→ Data for this task:

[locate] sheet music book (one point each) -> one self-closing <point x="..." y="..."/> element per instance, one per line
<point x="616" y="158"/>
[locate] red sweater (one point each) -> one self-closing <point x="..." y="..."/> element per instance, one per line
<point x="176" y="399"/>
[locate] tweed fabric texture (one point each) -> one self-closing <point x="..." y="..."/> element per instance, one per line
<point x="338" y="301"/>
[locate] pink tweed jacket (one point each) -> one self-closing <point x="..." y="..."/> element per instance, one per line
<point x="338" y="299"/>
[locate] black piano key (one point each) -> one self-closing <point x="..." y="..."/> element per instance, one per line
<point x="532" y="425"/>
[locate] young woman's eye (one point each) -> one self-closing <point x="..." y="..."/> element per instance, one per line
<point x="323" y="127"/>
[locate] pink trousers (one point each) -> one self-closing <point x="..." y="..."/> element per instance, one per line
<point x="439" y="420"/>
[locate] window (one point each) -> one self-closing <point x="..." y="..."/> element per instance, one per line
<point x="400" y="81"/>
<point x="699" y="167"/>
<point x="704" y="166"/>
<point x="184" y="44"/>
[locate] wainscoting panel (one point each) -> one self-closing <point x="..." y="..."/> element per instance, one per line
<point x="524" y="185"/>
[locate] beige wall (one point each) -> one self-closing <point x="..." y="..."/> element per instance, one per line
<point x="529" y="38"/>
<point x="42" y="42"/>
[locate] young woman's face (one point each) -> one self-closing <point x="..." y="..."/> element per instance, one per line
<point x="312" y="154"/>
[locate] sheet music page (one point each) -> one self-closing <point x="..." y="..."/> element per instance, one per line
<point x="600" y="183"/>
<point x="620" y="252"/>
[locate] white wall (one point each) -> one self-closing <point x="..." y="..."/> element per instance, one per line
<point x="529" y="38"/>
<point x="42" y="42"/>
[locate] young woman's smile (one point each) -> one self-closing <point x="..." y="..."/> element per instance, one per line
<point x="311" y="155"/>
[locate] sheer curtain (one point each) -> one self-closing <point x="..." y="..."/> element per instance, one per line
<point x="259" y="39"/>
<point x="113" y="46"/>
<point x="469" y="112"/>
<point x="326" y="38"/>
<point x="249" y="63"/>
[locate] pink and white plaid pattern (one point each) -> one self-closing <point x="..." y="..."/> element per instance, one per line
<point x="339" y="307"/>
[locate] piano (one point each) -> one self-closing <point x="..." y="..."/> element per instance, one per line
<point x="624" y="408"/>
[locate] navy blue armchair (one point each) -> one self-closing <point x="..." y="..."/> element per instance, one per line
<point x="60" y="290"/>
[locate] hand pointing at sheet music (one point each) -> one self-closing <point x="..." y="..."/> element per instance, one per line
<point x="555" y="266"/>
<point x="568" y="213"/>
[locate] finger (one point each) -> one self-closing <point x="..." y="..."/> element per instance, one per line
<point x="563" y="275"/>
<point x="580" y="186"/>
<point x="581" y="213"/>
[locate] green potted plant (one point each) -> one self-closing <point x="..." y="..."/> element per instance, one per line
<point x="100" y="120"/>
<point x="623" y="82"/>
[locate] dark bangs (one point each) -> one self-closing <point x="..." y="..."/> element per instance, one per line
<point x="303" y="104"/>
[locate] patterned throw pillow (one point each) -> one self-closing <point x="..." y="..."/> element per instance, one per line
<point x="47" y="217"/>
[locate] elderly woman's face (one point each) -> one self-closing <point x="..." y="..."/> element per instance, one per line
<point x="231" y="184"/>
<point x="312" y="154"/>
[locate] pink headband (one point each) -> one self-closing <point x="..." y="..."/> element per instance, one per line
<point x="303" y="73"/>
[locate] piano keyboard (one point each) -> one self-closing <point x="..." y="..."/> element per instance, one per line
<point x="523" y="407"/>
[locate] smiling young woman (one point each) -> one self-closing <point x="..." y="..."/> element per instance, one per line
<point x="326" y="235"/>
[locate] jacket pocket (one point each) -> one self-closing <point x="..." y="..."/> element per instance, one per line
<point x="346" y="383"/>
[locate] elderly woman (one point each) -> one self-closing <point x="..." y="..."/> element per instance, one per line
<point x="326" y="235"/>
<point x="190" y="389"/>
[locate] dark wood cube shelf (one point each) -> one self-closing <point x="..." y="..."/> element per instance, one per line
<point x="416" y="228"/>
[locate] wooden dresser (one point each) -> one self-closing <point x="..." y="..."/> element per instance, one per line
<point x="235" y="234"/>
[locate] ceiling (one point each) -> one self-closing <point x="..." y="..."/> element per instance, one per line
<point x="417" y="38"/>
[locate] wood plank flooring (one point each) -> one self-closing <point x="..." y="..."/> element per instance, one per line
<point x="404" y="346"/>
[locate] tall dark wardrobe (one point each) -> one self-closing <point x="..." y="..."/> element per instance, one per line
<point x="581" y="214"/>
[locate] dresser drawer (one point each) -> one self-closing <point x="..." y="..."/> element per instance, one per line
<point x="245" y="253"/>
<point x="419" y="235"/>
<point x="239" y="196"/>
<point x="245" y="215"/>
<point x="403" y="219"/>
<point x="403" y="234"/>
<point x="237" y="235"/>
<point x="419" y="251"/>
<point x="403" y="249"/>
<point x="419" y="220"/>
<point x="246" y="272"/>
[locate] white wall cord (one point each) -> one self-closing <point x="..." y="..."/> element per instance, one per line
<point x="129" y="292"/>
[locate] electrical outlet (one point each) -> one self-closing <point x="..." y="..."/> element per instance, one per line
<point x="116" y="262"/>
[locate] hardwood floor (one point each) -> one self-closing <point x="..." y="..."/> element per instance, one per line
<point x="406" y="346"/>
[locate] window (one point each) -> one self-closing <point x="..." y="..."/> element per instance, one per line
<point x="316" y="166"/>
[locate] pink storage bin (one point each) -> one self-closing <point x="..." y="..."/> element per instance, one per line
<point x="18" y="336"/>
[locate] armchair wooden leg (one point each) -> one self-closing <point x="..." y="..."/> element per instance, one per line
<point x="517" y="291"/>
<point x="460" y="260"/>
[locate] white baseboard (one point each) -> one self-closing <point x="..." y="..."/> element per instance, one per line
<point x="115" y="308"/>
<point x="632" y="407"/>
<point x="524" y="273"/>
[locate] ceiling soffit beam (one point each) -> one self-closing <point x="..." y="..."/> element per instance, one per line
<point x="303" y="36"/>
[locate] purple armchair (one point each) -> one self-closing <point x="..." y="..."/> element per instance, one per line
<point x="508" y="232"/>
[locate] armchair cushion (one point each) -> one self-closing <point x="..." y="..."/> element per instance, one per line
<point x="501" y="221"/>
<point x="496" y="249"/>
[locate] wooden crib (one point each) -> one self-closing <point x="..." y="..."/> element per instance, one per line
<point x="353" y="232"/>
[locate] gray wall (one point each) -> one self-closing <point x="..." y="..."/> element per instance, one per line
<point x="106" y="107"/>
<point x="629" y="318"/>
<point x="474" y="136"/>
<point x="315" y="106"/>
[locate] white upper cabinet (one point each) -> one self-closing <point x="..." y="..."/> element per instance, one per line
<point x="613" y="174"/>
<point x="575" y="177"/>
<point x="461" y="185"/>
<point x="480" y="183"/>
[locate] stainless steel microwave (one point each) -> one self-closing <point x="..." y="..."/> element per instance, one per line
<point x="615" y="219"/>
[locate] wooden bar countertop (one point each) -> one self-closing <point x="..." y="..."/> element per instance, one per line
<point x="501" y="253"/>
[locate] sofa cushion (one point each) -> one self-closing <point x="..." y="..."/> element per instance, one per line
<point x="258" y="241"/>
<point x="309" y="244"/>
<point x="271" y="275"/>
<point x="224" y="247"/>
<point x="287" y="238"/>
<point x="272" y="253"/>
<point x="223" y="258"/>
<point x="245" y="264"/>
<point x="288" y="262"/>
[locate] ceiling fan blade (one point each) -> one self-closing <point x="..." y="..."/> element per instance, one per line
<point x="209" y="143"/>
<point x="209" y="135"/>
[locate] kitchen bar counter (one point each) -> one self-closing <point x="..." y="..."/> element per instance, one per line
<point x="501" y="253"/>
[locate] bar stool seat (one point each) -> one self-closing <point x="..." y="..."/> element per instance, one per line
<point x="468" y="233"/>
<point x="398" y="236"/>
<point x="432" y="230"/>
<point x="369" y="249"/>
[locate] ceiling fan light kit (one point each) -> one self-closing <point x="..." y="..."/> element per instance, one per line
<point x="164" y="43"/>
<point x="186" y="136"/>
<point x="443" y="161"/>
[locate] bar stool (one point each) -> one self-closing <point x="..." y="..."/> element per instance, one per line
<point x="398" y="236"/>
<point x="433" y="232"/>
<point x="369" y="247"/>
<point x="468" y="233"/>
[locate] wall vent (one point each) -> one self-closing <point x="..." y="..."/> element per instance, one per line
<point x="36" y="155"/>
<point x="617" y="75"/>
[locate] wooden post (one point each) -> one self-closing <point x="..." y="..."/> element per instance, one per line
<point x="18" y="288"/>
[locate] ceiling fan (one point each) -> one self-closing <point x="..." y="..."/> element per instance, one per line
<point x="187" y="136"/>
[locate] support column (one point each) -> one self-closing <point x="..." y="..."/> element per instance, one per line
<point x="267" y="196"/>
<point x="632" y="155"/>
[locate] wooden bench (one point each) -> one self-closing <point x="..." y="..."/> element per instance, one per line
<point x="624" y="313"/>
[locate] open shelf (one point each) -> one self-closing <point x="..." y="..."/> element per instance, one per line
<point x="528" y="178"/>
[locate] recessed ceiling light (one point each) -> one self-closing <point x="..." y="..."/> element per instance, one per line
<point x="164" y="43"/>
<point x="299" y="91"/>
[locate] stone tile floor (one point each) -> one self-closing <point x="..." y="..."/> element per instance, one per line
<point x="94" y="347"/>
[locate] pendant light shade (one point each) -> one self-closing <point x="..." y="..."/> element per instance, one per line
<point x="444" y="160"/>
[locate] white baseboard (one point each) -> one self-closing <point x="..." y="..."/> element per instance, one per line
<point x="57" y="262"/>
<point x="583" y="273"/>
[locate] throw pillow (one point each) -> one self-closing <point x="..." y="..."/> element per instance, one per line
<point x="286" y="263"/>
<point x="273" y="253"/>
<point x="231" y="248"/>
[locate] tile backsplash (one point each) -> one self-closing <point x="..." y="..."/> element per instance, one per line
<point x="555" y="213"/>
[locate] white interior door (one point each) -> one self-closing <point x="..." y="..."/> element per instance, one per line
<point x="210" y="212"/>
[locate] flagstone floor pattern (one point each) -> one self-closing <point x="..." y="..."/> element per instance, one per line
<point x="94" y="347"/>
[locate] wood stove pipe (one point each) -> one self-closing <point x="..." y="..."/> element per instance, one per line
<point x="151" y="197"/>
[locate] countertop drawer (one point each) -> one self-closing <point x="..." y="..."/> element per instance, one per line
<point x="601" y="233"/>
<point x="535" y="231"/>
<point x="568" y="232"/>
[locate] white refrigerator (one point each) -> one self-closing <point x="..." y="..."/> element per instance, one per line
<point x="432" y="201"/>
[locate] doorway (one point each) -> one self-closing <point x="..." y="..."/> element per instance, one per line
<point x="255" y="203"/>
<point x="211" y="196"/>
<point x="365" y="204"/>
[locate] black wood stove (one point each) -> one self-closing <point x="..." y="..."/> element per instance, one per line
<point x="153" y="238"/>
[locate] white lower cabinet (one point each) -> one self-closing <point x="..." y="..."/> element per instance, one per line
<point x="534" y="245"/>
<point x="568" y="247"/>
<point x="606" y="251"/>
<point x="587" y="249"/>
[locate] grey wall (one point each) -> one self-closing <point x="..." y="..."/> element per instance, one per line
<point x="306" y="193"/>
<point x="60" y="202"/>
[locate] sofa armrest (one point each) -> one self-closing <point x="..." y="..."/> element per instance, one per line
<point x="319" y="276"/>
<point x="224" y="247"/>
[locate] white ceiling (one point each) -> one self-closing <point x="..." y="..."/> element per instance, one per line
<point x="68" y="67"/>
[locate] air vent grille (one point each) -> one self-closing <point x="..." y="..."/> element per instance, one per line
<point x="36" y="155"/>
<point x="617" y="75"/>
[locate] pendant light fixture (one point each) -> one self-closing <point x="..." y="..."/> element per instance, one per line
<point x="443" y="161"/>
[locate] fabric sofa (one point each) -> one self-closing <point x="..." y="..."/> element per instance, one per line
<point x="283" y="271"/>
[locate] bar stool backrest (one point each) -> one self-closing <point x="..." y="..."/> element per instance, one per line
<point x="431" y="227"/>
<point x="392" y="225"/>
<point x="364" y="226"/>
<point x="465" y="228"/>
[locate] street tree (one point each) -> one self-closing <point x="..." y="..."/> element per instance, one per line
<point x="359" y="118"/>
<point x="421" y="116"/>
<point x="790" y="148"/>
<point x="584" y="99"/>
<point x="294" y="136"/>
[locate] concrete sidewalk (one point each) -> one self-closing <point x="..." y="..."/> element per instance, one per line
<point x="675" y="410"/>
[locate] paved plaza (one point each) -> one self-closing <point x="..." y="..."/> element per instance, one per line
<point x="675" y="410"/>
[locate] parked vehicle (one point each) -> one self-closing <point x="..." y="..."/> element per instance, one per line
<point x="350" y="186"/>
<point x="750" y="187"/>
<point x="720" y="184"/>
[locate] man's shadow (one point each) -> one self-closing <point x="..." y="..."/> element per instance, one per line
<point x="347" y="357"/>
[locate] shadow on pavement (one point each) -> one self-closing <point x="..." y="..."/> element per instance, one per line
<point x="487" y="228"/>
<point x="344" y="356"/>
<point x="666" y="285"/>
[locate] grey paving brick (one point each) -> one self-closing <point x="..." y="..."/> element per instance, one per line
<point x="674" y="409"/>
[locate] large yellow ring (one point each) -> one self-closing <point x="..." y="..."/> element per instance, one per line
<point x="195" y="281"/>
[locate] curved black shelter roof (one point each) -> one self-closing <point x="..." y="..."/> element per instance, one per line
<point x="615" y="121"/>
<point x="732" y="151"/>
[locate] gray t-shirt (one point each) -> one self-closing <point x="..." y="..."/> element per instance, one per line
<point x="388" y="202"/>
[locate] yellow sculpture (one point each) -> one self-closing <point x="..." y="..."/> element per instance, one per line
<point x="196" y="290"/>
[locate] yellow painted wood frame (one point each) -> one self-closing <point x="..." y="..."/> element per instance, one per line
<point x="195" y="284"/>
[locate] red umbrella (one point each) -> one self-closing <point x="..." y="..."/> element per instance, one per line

→ What you are asked to do:
Set out exactly the run of lines that begins at the line holding "[locate] paved plaza" and ends at the last line of the data.

→ Answer to the problem:
[locate] paved plaza (one point each) -> one self-closing <point x="..." y="..."/> element per instance, one per line
<point x="675" y="410"/>
[locate] parked vehicle (one point each) -> one self-closing <point x="..." y="..."/> element per instance, one per line
<point x="350" y="186"/>
<point x="750" y="187"/>
<point x="720" y="184"/>
[locate] man's shadow (one point each) -> one self-closing <point x="..." y="..."/> element per instance, one per line
<point x="347" y="357"/>
[locate] shadow on pavement (one point each) -> one self-closing <point x="..." y="..."/> element per instance, one per line
<point x="487" y="228"/>
<point x="344" y="356"/>
<point x="666" y="285"/>
[locate] grey paving brick (one point each) -> one self-closing <point x="..." y="..."/> element per instance, one per line
<point x="674" y="409"/>
[locate] large yellow ring (one point each) -> one self-closing <point x="..." y="..."/> element per instance, one per line
<point x="195" y="281"/>
[locate] curved black shelter roof (one point each) -> one self-closing <point x="..." y="..."/> element per instance, one per line
<point x="615" y="121"/>
<point x="732" y="151"/>
[locate] gray t-shirt (one point each) -> one self-closing <point x="..." y="..."/> element per instance, one per line
<point x="388" y="202"/>
[locate] yellow sculpture (one point each) -> one self-closing <point x="..." y="..."/> element per instance, one per line
<point x="196" y="290"/>
[locate] yellow painted wood frame (one point each) -> one self-closing <point x="..." y="..."/> element per instance, one per line
<point x="195" y="284"/>
[locate] red umbrella (one point each) -> one self-closing <point x="..." y="..."/> element per instance, one per line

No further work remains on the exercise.